__Task description__:
All of the records must be repeated exactly as they read.
::::::::::
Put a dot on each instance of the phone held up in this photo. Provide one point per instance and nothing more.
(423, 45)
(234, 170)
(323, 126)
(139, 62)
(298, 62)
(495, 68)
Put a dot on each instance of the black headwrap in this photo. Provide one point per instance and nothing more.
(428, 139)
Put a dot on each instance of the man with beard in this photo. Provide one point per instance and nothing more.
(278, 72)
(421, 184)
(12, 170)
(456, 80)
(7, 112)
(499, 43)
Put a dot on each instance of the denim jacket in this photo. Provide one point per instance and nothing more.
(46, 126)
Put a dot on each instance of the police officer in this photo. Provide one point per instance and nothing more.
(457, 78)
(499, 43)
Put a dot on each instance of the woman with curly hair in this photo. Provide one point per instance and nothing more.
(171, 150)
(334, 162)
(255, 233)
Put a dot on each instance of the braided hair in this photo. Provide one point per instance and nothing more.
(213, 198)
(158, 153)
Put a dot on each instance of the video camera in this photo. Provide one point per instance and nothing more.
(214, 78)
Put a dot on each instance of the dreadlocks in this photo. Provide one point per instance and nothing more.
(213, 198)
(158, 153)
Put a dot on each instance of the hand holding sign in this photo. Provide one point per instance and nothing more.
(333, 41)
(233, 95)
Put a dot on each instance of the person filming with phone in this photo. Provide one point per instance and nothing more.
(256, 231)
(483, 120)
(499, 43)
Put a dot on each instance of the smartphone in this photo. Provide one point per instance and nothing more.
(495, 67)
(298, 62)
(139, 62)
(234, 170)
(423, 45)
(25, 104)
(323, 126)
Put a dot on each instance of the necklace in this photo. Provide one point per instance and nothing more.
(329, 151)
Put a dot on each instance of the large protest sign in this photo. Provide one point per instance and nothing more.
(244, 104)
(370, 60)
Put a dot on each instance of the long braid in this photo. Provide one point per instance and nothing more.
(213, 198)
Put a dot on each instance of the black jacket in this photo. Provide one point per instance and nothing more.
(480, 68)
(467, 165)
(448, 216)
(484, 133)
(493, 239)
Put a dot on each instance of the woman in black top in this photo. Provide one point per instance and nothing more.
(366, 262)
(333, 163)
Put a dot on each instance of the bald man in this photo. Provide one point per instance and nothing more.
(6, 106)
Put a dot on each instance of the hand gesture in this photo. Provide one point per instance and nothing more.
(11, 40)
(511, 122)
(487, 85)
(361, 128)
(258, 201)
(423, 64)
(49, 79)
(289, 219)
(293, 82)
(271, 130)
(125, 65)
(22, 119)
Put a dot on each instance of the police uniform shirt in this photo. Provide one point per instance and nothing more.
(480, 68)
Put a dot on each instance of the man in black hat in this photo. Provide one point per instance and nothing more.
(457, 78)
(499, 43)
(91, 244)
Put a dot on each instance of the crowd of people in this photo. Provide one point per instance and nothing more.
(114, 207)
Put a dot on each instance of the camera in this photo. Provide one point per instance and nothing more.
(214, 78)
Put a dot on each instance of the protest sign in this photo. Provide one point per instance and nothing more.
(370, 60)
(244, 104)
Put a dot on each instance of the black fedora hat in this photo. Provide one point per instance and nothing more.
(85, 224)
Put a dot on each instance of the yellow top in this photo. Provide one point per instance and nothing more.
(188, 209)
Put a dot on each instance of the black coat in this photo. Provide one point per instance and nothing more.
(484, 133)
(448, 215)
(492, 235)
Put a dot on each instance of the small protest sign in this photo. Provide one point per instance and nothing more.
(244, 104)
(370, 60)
::::::::::
__Answer box__:
Put a dot on each instance of the phone held up in this photo. Provide one point per instance and nothing more.
(423, 45)
(234, 170)
(323, 126)
(139, 62)
(298, 62)
(495, 68)
Put a dot on each instance of the black headwrap in this photo. Provide one point per instance and nothing more.
(428, 139)
Put a dot on each instance of the man with beard in this photo. Provide one point per instance and nothing more.
(278, 72)
(421, 184)
(12, 170)
(456, 80)
(7, 112)
(499, 43)
Put a dot on each instance of the denim jacket in this photo. Provide one point per instance and nothing more.
(46, 126)
Put a dot on each instance of the police officer in this photo. Provide one point per instance and nothing more.
(457, 78)
(499, 43)
Put a dot on each instance of the woman with curly hair in this photo. Provide one point per instance and nothing more.
(171, 150)
(334, 162)
(255, 233)
Put a dot on each instance of the braided hair in this photo. Provide one point per instance and nothing more.
(213, 198)
(158, 153)
Put a dot on each instance of the video camera in this photo. Provide one point per instance and nothing more.
(214, 78)
Put a dot on each instance of the dreadlocks in this photo. Provide one point per instance and nothing more.
(213, 198)
(158, 153)
Put a dot on each instance of the hand holding sign in this photo. Provide one point per instance and nothing more.
(333, 41)
(233, 95)
Put a dot on each instance of the person filming with phone in this photo. Provide one point per instance and nothing more.
(256, 231)
(483, 120)
(499, 43)
Put a dot on each instance of the smartphone in this photo. Provide one point per instance and nothing more.
(495, 67)
(298, 62)
(139, 62)
(234, 170)
(423, 45)
(25, 104)
(323, 126)
Put a dot on each instance of the necklace in this photo. Provide one point per instance and nothing more.
(329, 151)
Put a dot on each instance of the large protest sign in this photo. Provide one point per instance and nothing more.
(244, 104)
(370, 60)
Put a dot on each instance of the long braid in this photo. Provide one point per instance and nothing more.
(213, 198)
Put a dot on each instance of the black jacket in this photo. Provide one point per instance and nothing more.
(480, 68)
(467, 165)
(448, 216)
(484, 133)
(493, 239)
Put a dot on each instance of the woman in black top in this photo. Provide one point per instance and nothing more.
(366, 262)
(333, 163)
Put a dot on each instance of the bald man in this photo. Provide one point per instance and nothing more.
(6, 106)
Put a dot on each instance of the hand gesture in this photo. Provide one point per instance and nothing more.
(11, 40)
(511, 122)
(487, 85)
(361, 128)
(258, 201)
(423, 64)
(49, 79)
(289, 219)
(293, 82)
(271, 130)
(125, 65)
(22, 119)
Put a dot on each instance of the police uniform shirt in this photo. Provide one point per instance and nothing more.
(480, 68)
Put a dot on each instance of the man in black hat in this photo. Provide one point per instance and nothing more.
(457, 78)
(499, 43)
(91, 244)
Put a dot on each instance of the crowd of people in this photo. Provide one point per instance and nothing more.
(114, 207)
Put a dot on each instance of the camera in this photo. Provide one point per instance and nothing more.
(214, 78)
Put a dot on each instance of the protest sign in this photo. Provide one point per instance and nothing more.
(370, 60)
(244, 104)
Put a dot on each instance of the black fedora hat in this photo. Provide one point per instance and nothing more.
(85, 224)
Put a dot on each instance of the yellow top in this photo. Provide one point per instance and nothing more.
(188, 209)
Put a dot on each instance of the black coat in this photo. Provide one point per instance and nothing more.
(484, 133)
(448, 215)
(492, 235)
Put a dot on each instance of the small protest sign in this photo. Provide one point per instance and nothing more.
(244, 104)
(370, 60)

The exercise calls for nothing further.